Write these lines as a JSON list of strings, one string per line, skipping blank lines. Leave the pictures out of the answer.
─── Extracted material
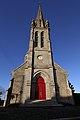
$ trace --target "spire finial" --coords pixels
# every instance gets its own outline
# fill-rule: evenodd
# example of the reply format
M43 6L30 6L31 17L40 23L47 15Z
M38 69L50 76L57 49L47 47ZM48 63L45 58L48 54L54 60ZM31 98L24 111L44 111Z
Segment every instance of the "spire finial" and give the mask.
──────
▶ _The solution_:
[
  "$ trace --target \"spire finial\" --coords pixels",
  "# every instance gets its own outline",
  "# fill-rule: evenodd",
  "# example of the reply format",
  "M43 6L30 6L31 17L40 23L47 15Z",
  "M38 69L50 76L57 49L47 47ZM48 63L45 58L48 54L54 60ZM31 98L24 111L44 111Z",
  "Segment every instance of the \"spire finial\" and give the mask."
]